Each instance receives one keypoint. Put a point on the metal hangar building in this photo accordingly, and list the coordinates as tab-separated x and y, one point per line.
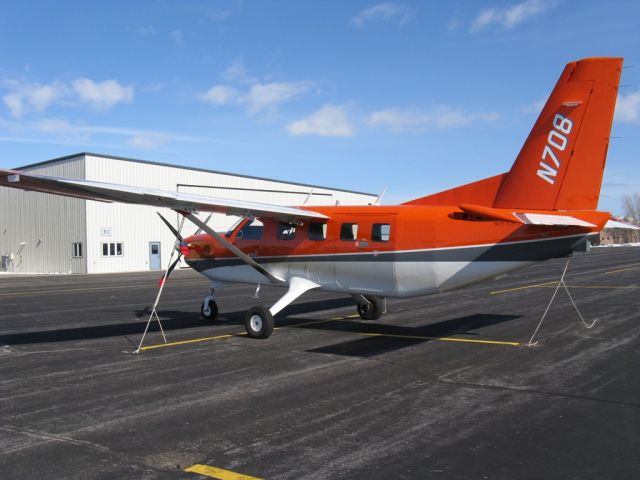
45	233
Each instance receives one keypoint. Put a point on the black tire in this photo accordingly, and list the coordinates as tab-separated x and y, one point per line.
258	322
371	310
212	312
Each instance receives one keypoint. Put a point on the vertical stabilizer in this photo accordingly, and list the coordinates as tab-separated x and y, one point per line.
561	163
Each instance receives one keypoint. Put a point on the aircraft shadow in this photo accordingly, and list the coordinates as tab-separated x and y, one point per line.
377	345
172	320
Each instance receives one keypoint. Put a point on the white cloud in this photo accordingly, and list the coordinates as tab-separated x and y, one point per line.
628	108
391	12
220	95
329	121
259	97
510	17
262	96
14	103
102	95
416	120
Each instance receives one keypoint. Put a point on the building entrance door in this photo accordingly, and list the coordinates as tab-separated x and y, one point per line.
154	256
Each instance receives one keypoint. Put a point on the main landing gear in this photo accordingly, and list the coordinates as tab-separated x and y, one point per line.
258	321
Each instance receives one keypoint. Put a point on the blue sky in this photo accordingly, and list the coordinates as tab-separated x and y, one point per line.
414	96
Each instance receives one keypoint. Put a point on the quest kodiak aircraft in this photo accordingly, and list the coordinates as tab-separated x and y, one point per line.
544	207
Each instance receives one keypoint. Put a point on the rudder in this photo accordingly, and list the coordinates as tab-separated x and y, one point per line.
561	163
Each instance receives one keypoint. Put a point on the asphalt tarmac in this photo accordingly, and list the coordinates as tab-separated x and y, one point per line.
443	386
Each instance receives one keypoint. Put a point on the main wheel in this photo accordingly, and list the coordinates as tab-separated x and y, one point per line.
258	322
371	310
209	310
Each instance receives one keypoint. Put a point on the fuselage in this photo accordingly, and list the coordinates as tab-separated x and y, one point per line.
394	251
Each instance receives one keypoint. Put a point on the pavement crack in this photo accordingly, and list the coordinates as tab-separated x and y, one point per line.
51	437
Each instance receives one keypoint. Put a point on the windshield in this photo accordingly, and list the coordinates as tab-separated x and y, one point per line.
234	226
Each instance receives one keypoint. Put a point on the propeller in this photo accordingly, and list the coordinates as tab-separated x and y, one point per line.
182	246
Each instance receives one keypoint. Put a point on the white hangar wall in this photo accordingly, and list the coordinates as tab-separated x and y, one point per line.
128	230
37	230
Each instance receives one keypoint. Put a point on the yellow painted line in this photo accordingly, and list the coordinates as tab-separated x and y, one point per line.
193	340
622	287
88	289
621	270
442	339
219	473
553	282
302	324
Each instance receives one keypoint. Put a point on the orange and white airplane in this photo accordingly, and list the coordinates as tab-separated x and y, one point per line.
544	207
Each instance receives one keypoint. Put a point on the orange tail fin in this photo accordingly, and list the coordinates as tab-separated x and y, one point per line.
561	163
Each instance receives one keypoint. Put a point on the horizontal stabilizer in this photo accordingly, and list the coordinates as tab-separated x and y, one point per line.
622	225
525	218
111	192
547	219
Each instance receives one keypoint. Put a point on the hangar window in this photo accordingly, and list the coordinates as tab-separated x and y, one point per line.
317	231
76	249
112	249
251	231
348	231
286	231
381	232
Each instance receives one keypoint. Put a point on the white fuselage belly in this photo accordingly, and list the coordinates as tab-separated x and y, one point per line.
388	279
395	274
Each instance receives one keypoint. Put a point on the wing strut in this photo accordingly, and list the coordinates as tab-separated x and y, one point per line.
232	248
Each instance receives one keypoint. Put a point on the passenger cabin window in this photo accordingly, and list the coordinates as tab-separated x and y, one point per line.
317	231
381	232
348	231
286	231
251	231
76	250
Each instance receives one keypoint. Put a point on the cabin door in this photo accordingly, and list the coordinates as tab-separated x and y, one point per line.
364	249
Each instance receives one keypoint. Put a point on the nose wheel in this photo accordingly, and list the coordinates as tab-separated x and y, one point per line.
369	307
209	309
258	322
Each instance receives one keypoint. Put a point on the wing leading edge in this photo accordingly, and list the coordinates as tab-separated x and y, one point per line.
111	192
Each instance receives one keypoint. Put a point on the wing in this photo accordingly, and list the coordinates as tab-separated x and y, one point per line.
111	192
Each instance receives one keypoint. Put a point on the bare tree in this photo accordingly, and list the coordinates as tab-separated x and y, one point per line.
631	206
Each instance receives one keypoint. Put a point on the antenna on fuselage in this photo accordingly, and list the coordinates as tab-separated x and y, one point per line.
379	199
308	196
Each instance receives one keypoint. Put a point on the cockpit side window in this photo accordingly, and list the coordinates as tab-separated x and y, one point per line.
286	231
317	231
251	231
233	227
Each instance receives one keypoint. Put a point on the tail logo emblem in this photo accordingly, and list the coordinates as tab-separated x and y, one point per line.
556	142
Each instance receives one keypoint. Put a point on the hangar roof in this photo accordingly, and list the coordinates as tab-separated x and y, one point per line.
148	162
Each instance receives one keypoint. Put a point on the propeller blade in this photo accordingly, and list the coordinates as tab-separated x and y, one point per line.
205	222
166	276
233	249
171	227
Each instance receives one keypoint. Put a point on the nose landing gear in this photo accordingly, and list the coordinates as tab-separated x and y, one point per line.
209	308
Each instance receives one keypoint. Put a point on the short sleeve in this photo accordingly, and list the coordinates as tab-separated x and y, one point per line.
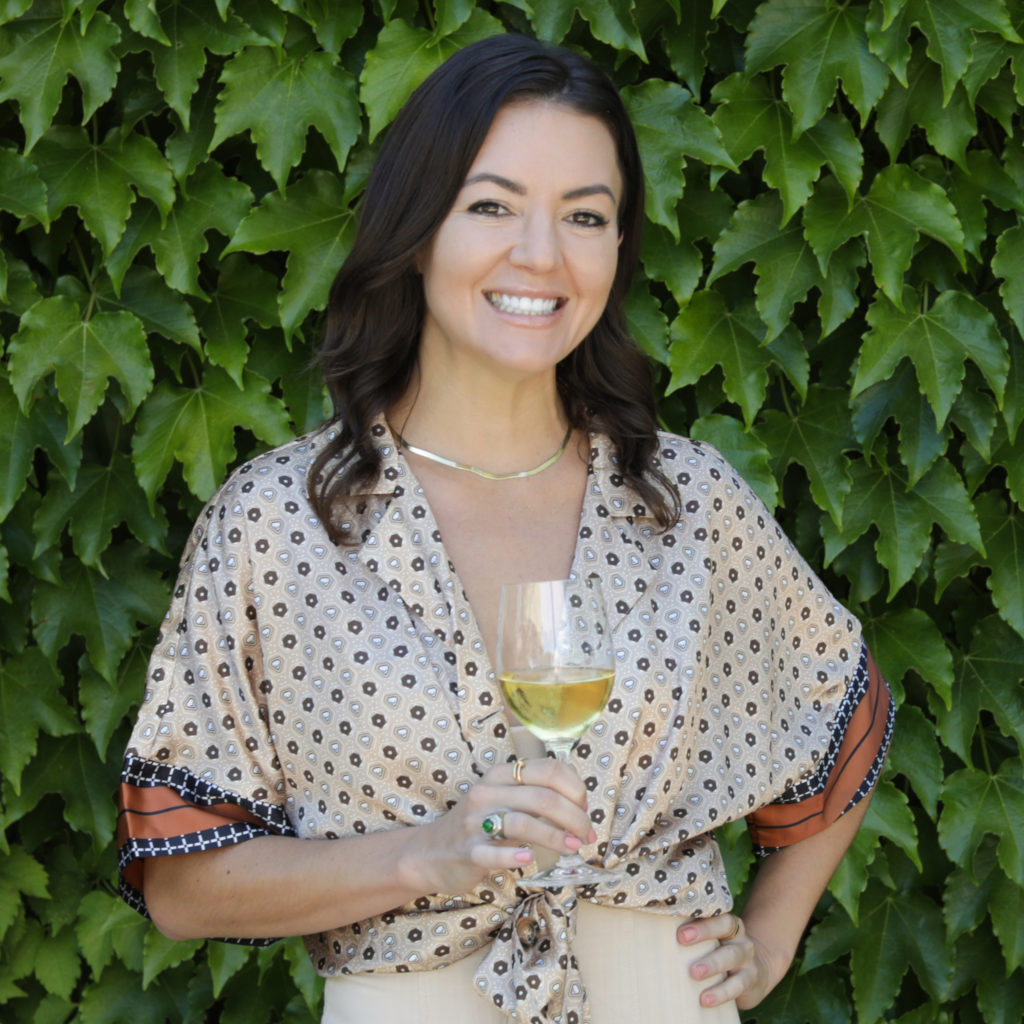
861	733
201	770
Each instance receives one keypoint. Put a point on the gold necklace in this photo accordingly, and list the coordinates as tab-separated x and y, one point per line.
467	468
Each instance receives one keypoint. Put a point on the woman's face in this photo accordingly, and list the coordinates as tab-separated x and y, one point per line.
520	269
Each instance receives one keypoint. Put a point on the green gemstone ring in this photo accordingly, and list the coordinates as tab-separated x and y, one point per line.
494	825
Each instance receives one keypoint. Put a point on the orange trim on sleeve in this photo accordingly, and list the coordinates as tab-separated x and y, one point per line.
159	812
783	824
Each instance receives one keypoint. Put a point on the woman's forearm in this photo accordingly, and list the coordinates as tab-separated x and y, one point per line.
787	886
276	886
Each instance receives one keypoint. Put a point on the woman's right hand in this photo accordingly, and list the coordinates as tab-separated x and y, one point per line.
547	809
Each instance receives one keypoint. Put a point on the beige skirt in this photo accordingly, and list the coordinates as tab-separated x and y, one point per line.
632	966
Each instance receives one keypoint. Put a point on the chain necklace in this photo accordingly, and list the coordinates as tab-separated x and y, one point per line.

________________________________________

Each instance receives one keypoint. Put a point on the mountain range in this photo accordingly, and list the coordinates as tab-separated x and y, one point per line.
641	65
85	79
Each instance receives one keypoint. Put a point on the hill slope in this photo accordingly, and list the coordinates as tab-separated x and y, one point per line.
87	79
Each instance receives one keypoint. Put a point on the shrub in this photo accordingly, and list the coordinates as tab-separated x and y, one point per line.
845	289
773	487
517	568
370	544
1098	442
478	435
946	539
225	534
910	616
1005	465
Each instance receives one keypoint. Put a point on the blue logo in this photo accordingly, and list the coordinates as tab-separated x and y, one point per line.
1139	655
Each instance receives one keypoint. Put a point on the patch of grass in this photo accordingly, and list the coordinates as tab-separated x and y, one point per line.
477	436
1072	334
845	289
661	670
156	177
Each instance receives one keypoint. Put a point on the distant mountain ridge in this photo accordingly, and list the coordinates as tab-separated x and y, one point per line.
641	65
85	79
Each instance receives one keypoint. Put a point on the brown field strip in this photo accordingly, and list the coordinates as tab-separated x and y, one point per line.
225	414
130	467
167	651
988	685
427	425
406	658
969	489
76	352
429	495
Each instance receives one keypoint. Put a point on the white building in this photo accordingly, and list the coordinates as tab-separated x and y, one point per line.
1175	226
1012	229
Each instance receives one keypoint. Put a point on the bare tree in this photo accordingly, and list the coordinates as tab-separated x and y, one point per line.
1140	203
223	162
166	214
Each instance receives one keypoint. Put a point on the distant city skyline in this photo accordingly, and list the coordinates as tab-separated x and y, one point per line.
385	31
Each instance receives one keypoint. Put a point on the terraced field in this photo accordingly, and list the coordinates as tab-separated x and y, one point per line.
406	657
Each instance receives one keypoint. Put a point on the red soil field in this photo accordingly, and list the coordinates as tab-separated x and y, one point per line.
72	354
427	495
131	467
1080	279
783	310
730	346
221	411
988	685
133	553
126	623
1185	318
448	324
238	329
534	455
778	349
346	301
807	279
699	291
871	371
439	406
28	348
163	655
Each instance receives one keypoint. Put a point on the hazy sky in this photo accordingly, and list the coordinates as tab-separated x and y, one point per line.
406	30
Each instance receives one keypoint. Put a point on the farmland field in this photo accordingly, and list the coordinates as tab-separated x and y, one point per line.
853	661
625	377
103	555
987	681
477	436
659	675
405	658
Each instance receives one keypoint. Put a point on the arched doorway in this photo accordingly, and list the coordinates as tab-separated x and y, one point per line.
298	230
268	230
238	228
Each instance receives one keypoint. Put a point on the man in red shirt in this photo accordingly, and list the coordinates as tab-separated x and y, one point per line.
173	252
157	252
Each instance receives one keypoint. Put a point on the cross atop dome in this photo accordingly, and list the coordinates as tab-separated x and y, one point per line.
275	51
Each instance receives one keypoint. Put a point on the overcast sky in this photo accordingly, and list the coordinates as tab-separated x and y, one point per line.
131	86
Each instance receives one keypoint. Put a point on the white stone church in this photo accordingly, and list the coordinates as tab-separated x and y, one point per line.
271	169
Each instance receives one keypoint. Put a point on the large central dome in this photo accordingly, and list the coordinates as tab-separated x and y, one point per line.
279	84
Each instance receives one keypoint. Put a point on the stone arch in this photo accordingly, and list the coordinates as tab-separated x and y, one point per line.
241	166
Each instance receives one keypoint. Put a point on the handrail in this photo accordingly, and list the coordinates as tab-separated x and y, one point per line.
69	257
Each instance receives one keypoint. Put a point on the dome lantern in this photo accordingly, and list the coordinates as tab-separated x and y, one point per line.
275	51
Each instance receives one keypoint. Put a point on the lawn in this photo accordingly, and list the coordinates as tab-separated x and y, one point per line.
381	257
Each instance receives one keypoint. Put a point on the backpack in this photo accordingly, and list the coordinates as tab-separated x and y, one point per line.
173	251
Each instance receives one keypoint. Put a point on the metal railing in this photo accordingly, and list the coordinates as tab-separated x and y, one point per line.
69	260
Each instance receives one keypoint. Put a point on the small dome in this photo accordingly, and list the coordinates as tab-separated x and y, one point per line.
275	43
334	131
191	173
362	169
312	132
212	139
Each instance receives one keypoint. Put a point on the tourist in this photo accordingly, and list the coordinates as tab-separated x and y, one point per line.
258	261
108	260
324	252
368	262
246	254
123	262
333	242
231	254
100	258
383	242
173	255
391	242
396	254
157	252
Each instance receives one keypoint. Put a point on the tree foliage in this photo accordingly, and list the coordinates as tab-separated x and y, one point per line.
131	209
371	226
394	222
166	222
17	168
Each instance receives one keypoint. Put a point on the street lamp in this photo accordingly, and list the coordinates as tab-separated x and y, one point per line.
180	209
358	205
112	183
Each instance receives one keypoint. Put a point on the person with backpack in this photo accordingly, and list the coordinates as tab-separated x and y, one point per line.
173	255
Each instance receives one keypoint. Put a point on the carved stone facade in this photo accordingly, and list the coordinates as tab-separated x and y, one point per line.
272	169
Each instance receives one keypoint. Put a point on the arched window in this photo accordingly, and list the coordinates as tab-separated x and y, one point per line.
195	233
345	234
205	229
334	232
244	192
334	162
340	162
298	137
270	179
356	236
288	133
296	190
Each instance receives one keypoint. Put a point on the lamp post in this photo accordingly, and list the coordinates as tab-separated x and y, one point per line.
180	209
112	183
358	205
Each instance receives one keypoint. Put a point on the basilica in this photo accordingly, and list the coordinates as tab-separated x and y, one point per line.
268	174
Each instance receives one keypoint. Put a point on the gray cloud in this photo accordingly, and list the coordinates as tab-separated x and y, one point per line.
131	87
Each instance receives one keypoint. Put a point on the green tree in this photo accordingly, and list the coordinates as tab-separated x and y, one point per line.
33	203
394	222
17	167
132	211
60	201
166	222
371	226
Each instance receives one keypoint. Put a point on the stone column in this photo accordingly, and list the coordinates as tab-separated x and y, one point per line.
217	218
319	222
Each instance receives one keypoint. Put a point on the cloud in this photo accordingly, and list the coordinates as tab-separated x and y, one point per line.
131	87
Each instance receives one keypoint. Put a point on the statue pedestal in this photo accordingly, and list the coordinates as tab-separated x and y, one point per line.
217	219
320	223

________________________________________

WHAT NEEDS TO BE DONE: In the entries above, restate word for word the lines between the one holding "Each instance receives one keypoint. Put a point on the gold" and the one holding "Each instance receives one keypoint. Put a point on the chain", inclusive, and nothing besides.

SOLVED PROBLEM:
Each instance receives one keypoint. Put a point on the gold necklace in this photo accordingly, and list the coordinates as tab-separated x and y, one point per line.
467	468
Each instance receives one keypoint. Put a point on the woman's face in this photo accordingly, and list the coordinates as tab-separated x and y, one point per line.
520	269
Each instance receives one keypoint. Put a point on the green gemstone ring in this photo accordingly, and list the coordinates as tab-separated x and y, one point per line.
494	825
Each instance receives one keypoint. Put a point on the orange trim on sleeve in this photo accordingly, and list the coordinates as tab-separated x and y, one point per line.
159	812
783	824
Each instance receives one keypoint. Put a point on the woman's forearm in this photo accordingly, and list the coordinates as tab-separated x and y, one point per line.
787	886
276	886
Each instance receives one keypoint. Put a point on the woman's right hand in this photo accordingly, and list the coordinates as tab-separated x and y, one point per line.
547	809
Each instance receives one keypoint. Put a point on the beige skirt in this photo accordingly, and list the coordinates as tab-separated x and y, one point per line.
632	966
Each instance receives one keypoint. Put a point on the chain necklace in this photo accordingly, and list the coordinates as tab-separated x and y, one point per line.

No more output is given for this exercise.